◆ Text passage:
....................
INCREASE IN OUTPATIENT PROCEDURES

Over the past few decades, there has been a dramatic shift from inpatient care to outpatient settings. Advances in medical technologies, surgical techniques and anesthesia/pain management procedures have shortened recovery times and allowed procedures that once required hospitalization to be performed on an outpatient basis.

Since Medicare first began reimbursing ASCs in 1982, the number of approved procedures has grown steadily. In 1982, Medicare reimbursed only approximately 200 surgical procedures in an ASC setting; by 2016, more than 3,400 surgical procedures were approved for reimbursement by Medicare for ASCs. Further, more complex surgical cases, such as certain spine procedures and total joint procedures, are now being performed in the ASC setting. Less than a decade ago, many of these procedures required lengthy hospital stays, but with advances in medical technologies, these cases can now be performed safely in an ASC. As advances in minimally invasive techniques and technology continue to increase, the shift to outpatient care should accelerate.

RISE IN ASC INVESTMENT POPULARITY

With so many positive market factors, it should come as no surprise that ASC investment popularity is on the rise. Traditionally, physicians were the primary investors in ASCs. While the clear majority of ASCs are still physician-owned, investments from other sources are becoming more prevalent. Lately, health systems and insurers have both shown more interest in ASC investments.

Health systems have historically been in direct competition with ASCs. Since ASCs mainly perform elective procedures and do not provide emergency services, health systems have long contended that ASCs “cherry-pick” the most profitable surgical cases, leaving the systems to bear the burden of the uninsured and indigent population. But recently, health systems have started to view ASCs as potential partners and extensions of their outpatient service offerings.

There are several different transaction structures that are popular among health systems and ASCs. Some health systems purchase ASCs outright to eliminate competition in their markets. However, joint ventures have risen in popularity in recent years, and this trend is expected to continue. Under this model, the health system generally acquires at least a 51 percent interest in the ASC, with the originating physician ownership holding the remaining minority interest. Additionally, three-way joint ventures between health systems, ASC operators, and physicians have recently increased in popularity.

As previously mentioned, commercial insurers are now also interested in ASC investments. Insurers are searching for ways to reduce medical claims costs, and ASCs are a prime route to cost reduction for surgical services.

The ASC industry was recently bolstered by the appointment of Dr. Tom Price as the U.S. secretary of HHS. Price was formerly an orthopedic surgeon and is very familiar with ASCs. Many in the ASC industry feel that, as a former surgeon, Price may be supportive of ASC interests in his role as HHS secretary.

SUMMARY

There are many opportunities for growth in the ASC market in 2017 and beyond. The transition from fee-for-service payments to value-based, quality payments should increase the activity and investment interest in ASCs. As patients and payers shift toward lower-cost settings, ASCs are in prime position to capture more surgical volume. Advancements in medical technologies and surgical techniques continue to drive surgical volumes to the outpatient setting. Thus, ASC acquisition and development activities should remain high in 2017. Also, as demand for ASC investment opportunities increase, we should see an uptick in valuation multiples.


1. Ambulatory Surgery Center Association, “ASCs: A Positive Trend in Healthcare.” 
2. The Kaiser Family Foundation and Health Research & Educational Trust, “Employer Health Benefits, 2016 Annual Survey,” pg. 79.
3. “Bipartisan Budget Act of 2015: Section-by-Section Summary.” U.S. House of Representatives Document Repository. http://docs.house.gov/meetings/RU/RU00/CPRT-114-RU00-D001.pdf
4. Centers for Medicare & Medicaid Services, “Better Care. Smarter Spending. Healthier People: Paying Providers for Value, Not Volume.
....................
◆ Check your understanding:
**A.** Reproduce the stretch of the passage on ASC trends from "There are several" through "increased in popularity.".
**B.** In the joint ventures described in the passage on ASC trends, what ownership interest does the health system generally acquire in the ASC?

◆ Image point grounding data:
....................
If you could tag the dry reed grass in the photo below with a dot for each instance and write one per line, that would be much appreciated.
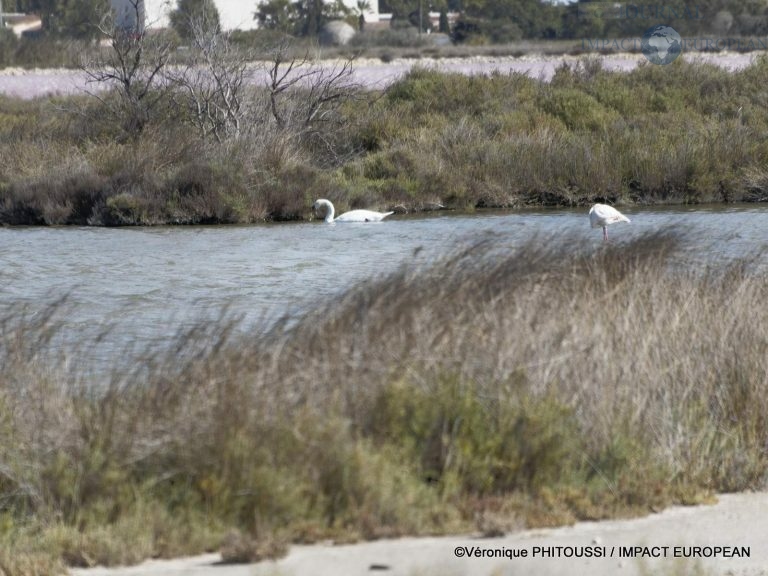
(544, 382)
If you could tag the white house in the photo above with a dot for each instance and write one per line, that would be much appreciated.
(234, 14)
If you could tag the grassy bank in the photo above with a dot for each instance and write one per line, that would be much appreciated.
(497, 388)
(683, 133)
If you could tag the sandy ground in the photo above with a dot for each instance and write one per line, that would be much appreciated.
(736, 522)
(372, 73)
....................
◆ Answers to the problems:
**A.**
There are several different transaction structures that are popular among health systems and ASCs. Some health systems purchase ASCs outright to eliminate competition in their markets. However, joint ventures have risen in popularity in recent years, and this trend is expected to continue. Under this model, the health system generally acquires at least a 51 percent interest in the ASC, with the originating physician ownership holding the remaining minority interest. Additionally, three-way joint ventures between health systems, ASC operators, and physicians have recently increased in popularity.

**B.** At least a 51 percent interest.